▶ [Listing]:

** start **

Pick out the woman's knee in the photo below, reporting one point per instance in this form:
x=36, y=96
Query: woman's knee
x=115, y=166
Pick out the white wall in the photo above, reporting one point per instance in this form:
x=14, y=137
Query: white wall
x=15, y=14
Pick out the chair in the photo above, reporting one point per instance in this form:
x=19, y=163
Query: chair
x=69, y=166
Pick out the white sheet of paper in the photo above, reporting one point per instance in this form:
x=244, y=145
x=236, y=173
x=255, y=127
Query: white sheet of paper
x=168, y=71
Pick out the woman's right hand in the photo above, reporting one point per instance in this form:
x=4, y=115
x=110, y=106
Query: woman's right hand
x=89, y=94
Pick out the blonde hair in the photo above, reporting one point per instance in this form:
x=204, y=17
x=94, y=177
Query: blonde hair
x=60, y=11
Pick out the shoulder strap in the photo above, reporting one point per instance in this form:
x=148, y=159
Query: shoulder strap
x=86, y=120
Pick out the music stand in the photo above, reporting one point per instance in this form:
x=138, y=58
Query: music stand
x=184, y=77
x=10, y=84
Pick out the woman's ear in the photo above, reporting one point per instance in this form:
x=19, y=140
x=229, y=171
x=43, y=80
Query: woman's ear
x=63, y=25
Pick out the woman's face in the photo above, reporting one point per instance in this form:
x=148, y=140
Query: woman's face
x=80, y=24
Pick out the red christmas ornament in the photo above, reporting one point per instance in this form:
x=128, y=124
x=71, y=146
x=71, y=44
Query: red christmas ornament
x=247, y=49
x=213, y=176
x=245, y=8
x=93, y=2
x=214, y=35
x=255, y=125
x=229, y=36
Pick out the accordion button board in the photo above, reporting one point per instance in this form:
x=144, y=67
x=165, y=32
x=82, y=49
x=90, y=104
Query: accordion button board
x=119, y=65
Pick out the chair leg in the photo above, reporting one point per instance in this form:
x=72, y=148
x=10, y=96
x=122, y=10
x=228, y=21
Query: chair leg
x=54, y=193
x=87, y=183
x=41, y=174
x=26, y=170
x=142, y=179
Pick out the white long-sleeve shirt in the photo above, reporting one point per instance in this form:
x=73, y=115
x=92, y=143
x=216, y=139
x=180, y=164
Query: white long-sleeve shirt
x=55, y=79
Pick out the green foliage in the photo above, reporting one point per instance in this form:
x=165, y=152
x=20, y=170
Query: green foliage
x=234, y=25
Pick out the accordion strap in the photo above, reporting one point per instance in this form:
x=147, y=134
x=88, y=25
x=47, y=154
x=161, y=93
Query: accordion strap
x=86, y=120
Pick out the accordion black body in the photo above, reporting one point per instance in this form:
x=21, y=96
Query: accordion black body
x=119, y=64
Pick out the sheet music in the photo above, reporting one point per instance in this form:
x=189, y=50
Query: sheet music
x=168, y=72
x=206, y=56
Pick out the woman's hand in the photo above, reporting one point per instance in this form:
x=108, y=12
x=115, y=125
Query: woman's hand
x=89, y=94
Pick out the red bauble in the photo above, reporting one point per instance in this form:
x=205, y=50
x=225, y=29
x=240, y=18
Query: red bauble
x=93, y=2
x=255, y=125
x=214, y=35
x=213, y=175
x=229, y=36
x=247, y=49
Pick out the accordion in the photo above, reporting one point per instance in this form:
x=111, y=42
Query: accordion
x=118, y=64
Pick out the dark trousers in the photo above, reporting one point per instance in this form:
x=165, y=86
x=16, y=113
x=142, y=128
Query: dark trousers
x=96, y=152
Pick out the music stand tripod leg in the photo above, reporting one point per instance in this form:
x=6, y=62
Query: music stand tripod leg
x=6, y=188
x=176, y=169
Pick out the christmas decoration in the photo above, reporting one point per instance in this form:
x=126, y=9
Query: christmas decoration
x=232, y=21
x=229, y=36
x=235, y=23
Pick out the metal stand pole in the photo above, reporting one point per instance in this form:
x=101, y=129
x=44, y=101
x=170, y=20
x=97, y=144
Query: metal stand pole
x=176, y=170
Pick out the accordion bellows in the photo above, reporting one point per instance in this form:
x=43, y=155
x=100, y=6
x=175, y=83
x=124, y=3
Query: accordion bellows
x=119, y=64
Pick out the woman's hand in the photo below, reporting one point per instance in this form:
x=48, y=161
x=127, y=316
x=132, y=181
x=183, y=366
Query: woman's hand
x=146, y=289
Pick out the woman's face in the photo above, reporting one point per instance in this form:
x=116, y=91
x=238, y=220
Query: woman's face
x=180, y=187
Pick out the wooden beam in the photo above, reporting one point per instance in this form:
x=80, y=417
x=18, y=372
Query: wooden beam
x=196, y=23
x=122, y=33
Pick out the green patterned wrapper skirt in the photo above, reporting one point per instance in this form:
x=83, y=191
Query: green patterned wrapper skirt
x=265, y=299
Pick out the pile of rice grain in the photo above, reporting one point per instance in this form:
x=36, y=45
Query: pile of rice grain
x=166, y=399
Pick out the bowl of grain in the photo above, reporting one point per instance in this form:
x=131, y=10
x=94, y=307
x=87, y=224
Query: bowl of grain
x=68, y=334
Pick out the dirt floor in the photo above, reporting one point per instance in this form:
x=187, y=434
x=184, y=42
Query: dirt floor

** end **

▶ [Written instruction]: Rewrite every line of the records above as a numbered list, omitting blank lines.

▶ [Completed exercise]:
1. Pick out the woman's knee in the photo below, reporting one point per instance in this form:
2. x=36, y=96
3. Query: woman's knee
4. x=115, y=166
5. Pick out the white wall in the photo above, reporting one point per instance in this form:
6. x=14, y=137
7. Query: white wall
8. x=15, y=14
9. Pick out the chair in the photo above, reporting one point per instance in this form:
10. x=19, y=163
11. Query: chair
12. x=69, y=166
13. Pick out the white sheet of paper in the photo above, reporting one point per instance in this form:
14. x=244, y=145
15. x=236, y=173
16. x=255, y=127
17. Query: white sheet of paper
18. x=168, y=71
19. Pick out the woman's right hand in the photo above, reporting one point per instance in this form:
20. x=4, y=115
21. x=110, y=106
22. Query: woman's right hand
23. x=89, y=94
24. Pick out the blonde hair in the photo above, reporting one point per instance in this form:
25. x=204, y=17
26. x=94, y=177
27. Query: blonde hair
28. x=60, y=11
29. Pick out the shoulder strap in the photo above, reporting one point per instance in this form:
30. x=148, y=159
31. Query: shoulder strap
32. x=86, y=120
33. Pick out the music stand in the photo above, reporting one point per instance in this form:
34. x=138, y=58
35. Query: music stand
36. x=184, y=77
37. x=10, y=84
38. Pick out the woman's ear in the photo above, reporting one point per instance in this form:
39. x=19, y=140
40. x=229, y=171
41. x=43, y=80
42. Query: woman's ear
43. x=63, y=25
44. Pick out the woman's face in the photo above, reporting one point per instance in this form:
45. x=148, y=140
46. Query: woman's face
47. x=80, y=24
48. Pick out the red christmas ornament in the photo above, reporting one point per instance in this form:
49. x=128, y=124
50. x=71, y=146
51. x=71, y=44
52. Query: red christmas ornament
53. x=247, y=49
54. x=213, y=176
55. x=245, y=8
56. x=93, y=2
57. x=214, y=35
58. x=255, y=125
59. x=229, y=36
60. Pick out the accordion button board in the photo above, reporting one point per instance in this form:
61. x=144, y=67
62. x=165, y=32
63. x=82, y=49
64. x=90, y=104
65. Query: accordion button board
66. x=119, y=65
67. Pick out the chair leg in the photo above, reporting one point per instance in this form:
68. x=72, y=148
69. x=10, y=96
70. x=122, y=10
71. x=228, y=21
72. Query: chair leg
73. x=54, y=193
74. x=87, y=183
75. x=41, y=174
76. x=26, y=170
77. x=142, y=179
78. Pick out the white long-sleeve shirt in the photo above, reporting one point per instance in this form:
79. x=73, y=115
80. x=92, y=143
81. x=216, y=139
82. x=180, y=164
83. Query: white long-sleeve shirt
84. x=55, y=79
85. Pick out the green foliage in the photo above, reporting one point per instance in this form:
86. x=165, y=152
87. x=20, y=170
88. Query: green foliage
89. x=234, y=25
90. Pick out the accordion strap in the photo above, reporting one point per instance in this form:
91. x=147, y=134
92. x=88, y=25
93. x=47, y=154
94. x=161, y=93
95. Query: accordion strap
96. x=86, y=120
97. Pick out the accordion black body in the photo above, reporting one point per instance in this form:
98. x=21, y=96
99. Query: accordion black body
100. x=119, y=64
101. Pick out the sheet music in the photo above, reporting one point per instance in this form:
102. x=189, y=50
103. Query: sheet music
104. x=168, y=72
105. x=206, y=56
106. Pick out the woman's hand in the photo above, reporting one point per instance in this form:
107. x=108, y=12
108. x=115, y=125
109. Query: woman's hand
110. x=89, y=94
111. Pick out the red bauble in the photo above, reporting one point per instance in this form:
112. x=205, y=50
113. x=225, y=29
114. x=240, y=18
115. Query: red bauble
116. x=93, y=2
117. x=255, y=125
118. x=214, y=35
119. x=213, y=175
120. x=229, y=36
121. x=247, y=49
122. Pick out the accordion in the photo above, reporting one point per instance in this form:
123. x=111, y=42
124. Query: accordion
125. x=118, y=64
126. Pick out the dark trousers in the photo above, reporting one point per instance in this form:
127. x=165, y=86
128. x=16, y=113
129. x=142, y=128
130. Query: dark trousers
131. x=96, y=152
132. Pick out the music stand tripod leg in the photo above, reporting one point per instance in this form:
133. x=6, y=62
134. Query: music stand tripod leg
135. x=6, y=188
136. x=176, y=169
137. Pick out the christmas decoration in the photo above, reporting one point per instance in this form:
138. x=126, y=9
139. Query: christmas decoration
140. x=232, y=21
141. x=229, y=36
142. x=235, y=23
143. Pick out the metal stand pole in the photo above, reporting one point per instance in this form:
144. x=101, y=129
145. x=44, y=101
146. x=170, y=20
147. x=97, y=144
148. Query: metal stand pole
149. x=176, y=170
150. Pick out the accordion bellows in the photo above, reporting one point per instance in this form:
151. x=43, y=155
152. x=100, y=6
153. x=175, y=83
154. x=124, y=3
155. Query: accordion bellows
156. x=119, y=64
157. Pick out the woman's hand in the photo below, reporting one point per instance in this form:
158. x=48, y=161
159. x=127, y=316
160. x=132, y=181
161. x=183, y=366
162. Query: woman's hand
163. x=146, y=289
164. Pick out the woman's face in the photo above, reporting one point per instance in this form:
165. x=116, y=91
166. x=238, y=220
167. Query: woman's face
168. x=180, y=187
169. Pick out the wooden beam in the photo above, reporting one point per instance in this form:
170. x=80, y=417
171. x=18, y=372
172. Query: wooden beam
173. x=196, y=23
174. x=122, y=33
175. Pick out the green patterned wrapper skirt in the photo above, reporting one point per instance in this form:
176. x=83, y=191
177. Query: green patterned wrapper skirt
178. x=265, y=299
179. Pick out the pile of rice grain in the photo above, reporting one point per instance in this form:
180. x=36, y=45
181. Query: pile of rice grain
182. x=166, y=399
183. Pick out the bowl of grain in the photo above, reporting one point per instance in this form:
184. x=131, y=10
185. x=94, y=307
186. x=87, y=224
187. Query: bowl of grain
188. x=68, y=334
189. Pick out the dirt floor in the photo above, reporting one point per instance in this form:
190. x=187, y=434
191. x=184, y=42
192. Query: dirt floor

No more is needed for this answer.